GIVEN EXERCISE 1 =
List every rule the Monopoly championship anecdote gives for how the competition was entered, played and won.
GIVEN EXERCISE 2 =
Carry on the Monopoly championship anecdote from the point at which it now stops.

GIVEN TEXT =
World Monopoly Champion

Posted by DMC on 15 September 2009 in Anecdotes |

I will recount how became the first joint world Monopoly champion in 1977.

Messrs. Waddington – the producers of Monopoly – and the Financial Times got together and  threw out a challenge to find the world Monopoly champion. In fact it was the first joint world champions as one of the rules laid down was that only pairs should enter.  Thus, it was that my partner, Trevor Burfield and I, found ourselves entertaining another hopeful pair in his offices to play the first round. The rules was simple enough.  Competitors were to play, according to the rules of Monopoly, for a maximum of three hours, after which the richest pair would be  declared the winners.

We had little trouble seeing off opponents in the first three or four rounds. Possibly because Trevor had provided an ample supply of alcohol served by leggy mini-skirted lovlies. We also employed a very pretty ex-croupier as banker so that  the speed of transactions was dizzying. Our coup de grace however, was to produce Lord Attlee – the ex-Prime Minister’s son – as our referee. Of course, all of this was gamesmanship designed to intimidate the opposition and, on the whole, it worked, until the fourth round that was.

We set up the stage with the usual cast and props but we were thrown momentarily when the opposition produced Queen Counsel’s Opinion on the rules. It was to do with some obscure point about owning all four railway stations when three of them were mortgaged. The question that Earl Attlee had to answer was ‘Could the owner of the  stations claim the full rent if the opposition landed on the one un-mortgaged station.’

I’m not sure that I can recall what the correct answer was to this particular question but, in any event, the good Earl, considered the matter for a moment and then  said that he would deal with the problem should it arise in reality during the game. It didn’t, so he was let off the hook. However due credit to the opposition.  It certainly threw us off our stride at the commencement of the game but we soon recovered and, with the help of our lovely girls, swept them aside in just over two hours.

INFORMATION PROVIDED =
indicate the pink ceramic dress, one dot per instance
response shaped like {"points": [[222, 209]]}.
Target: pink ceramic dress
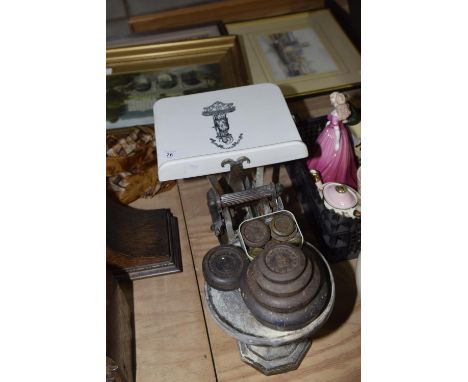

EXERCISE ANSWER 1 =
- Only pairs could enter.
- Competitors played according to the rules of Monopoly.
- Each game lasted a maximum of three hours.
- The richest pair at the end was declared the winner.

EXERCISE ANSWER 2 =
The final was held, some 12 months or so after the first round, at the Savoy in London. It was played in front of a phalanx of journalists and photographers and presided over by two referees and an umpire, who, in the event, were essential to the outcome of the match.

Liberally plied with gin and tonic the game commenced. Some time into the action, four of our opponents – there were two other pairs in the final – called timeout and disappears together. They returned some 10 minutes or so later and the game recommenced. It swiftly became obvious that the two other pairs had done some sort of deal whereby they were to see us off and then, presumably, to battle it at between themselves.  When this tactic became obvious to the umpire he stopped the clock and consulted with his fellow referees. He then addressed the opposition to the effect that although what they were doing was not strictly against the rules of Monopoly but it was ‘not cricket’ and  pleaded  with them to desist. They did and we swept them aside well within the time limit.

After a short break came the presentation of our trophy and our prize. The prize was £1000 each, which, in 1977 was a substantial sum and one that I could well have done with.  However, we will obviously expected to donate it to charity which, in our cups, we happily did to the delighted applause of the audience.

I sent Trevor up to receive the trophy which was a five bowled clay pipe which had been found in the temple of Mithras on the site of a new office block when excavations had taken place some years earlier in Cannon Street.

Of course, it was unique and therefore priceless. Imagine the gasp that went up when Trevor, receiving it from ‘Mr. Waddington’, managed to let it slip out  of his hand. But for the lightning reaction of one of the Waddington aides, this 700-year-old relic would have been smashed to smithereens. The lad dived and caught the pipe 4 inches above the ground. A catch worthy of the great English fielder, Derek Randall. Boys Own stuff. A great cheer rang out and calm was restored.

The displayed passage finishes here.